-- Begin --
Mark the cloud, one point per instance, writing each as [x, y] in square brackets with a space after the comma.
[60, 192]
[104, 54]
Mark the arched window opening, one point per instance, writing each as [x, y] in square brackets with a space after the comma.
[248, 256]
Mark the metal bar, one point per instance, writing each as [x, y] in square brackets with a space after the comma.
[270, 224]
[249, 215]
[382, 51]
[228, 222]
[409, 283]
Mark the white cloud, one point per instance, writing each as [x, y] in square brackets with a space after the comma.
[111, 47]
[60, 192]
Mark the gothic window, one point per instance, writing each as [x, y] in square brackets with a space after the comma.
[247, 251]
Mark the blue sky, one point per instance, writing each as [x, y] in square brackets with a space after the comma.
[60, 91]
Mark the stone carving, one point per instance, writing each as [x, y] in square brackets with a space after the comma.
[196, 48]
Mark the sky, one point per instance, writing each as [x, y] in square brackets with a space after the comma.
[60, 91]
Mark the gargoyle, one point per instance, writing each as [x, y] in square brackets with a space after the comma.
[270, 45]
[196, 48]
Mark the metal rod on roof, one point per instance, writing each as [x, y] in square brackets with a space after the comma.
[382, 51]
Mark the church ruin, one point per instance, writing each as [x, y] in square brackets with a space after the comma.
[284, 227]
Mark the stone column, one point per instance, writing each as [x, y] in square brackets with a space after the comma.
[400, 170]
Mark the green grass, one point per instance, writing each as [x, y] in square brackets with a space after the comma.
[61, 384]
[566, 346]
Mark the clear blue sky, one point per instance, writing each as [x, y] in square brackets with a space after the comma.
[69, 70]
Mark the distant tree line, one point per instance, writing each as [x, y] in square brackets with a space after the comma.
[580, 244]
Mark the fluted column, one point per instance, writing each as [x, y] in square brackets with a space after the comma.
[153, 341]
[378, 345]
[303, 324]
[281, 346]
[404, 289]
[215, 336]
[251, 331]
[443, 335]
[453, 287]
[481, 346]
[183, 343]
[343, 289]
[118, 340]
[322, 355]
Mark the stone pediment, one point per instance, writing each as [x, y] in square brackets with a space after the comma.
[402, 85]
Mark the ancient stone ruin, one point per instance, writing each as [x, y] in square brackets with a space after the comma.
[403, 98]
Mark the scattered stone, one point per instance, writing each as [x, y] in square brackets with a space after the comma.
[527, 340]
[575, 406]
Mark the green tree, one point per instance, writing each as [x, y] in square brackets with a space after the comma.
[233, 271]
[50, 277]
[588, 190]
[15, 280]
-- End --
== What you are asked to do ==
Edit the listing above so that every "Mark" becomes "Locate", and leave everything else unchanged.

== Task output ==
Locate the cloud, one point per instance, writing each as [x, y] in square brackets with a space after the comma.
[60, 192]
[104, 54]
Locate the arched window opening, one point per instance, writing each as [x, y] in square brackets with a space after the comma.
[248, 256]
Locate the metal bar, one point per instance, writing each as [x, y] in square brackets with a space after the comma.
[270, 224]
[249, 215]
[382, 51]
[228, 222]
[409, 283]
Locate the white cloud, one point per instance, writing each as [x, y] in square brackets with a space after the comma.
[111, 47]
[60, 192]
Locate the gothic window, one point per instance, writing each as [x, y] in square brackets with a space after the comma.
[247, 251]
Locate the blue sky, one point per instance, writing each as [x, y] in square brackets with a space after the comma.
[60, 91]
Locate the stone carving, one point per instance, writing each as [x, y] in square brackets with a space after the comma.
[196, 48]
Locate the sky, one point per instance, writing each as [x, y] in square brackets with a space after the comma.
[60, 91]
Locate the gargoyle, one point per instance, writing each as [x, y] in square brackets with a space after the comma.
[270, 45]
[196, 48]
Locate the metal rod on roof, one point per instance, writing each as [x, y] in square brackets with a space after the comma.
[382, 51]
Locate the church ruin, one point per instance, writing each as [x, y] in square brackets with a space after the comma.
[284, 227]
Locate the stone column, one point per instance, writing each as [x, y] in square brackets with a space after the comma.
[400, 170]
Locate the green grass, one point per instance, writing each as [x, y] in square brackets with a space after the comma.
[61, 384]
[566, 346]
Locate the clear blue sky, one point per instance, writing each as [x, y] in square brackets with a space after the comma.
[69, 70]
Locate the distant tree line, one point per instance, writing each as [x, y] in square brackets with a space after the comma.
[580, 244]
Locate the fluted column, one point per instance, writing each as [x, y] in square brackets with a space after the comma.
[153, 341]
[378, 345]
[303, 324]
[281, 346]
[404, 289]
[215, 336]
[251, 331]
[443, 335]
[453, 287]
[481, 346]
[183, 343]
[343, 289]
[118, 340]
[322, 355]
Locate the stone pediment, one point per instance, writing each as [x, y] in square brackets with a space after the comma.
[402, 85]
Locate the ancient stone ruin, one point per instance, writing each as [x, y] in square brackets with a space after the comma.
[403, 98]
Locate the scattered stone, one point per instance, writing each as [x, y] in square brackets with a space after the comma.
[527, 340]
[575, 406]
Locate the green tree, one point per instance, writing each as [x, y] in square brackets with a space after the comma.
[233, 271]
[50, 277]
[588, 190]
[15, 280]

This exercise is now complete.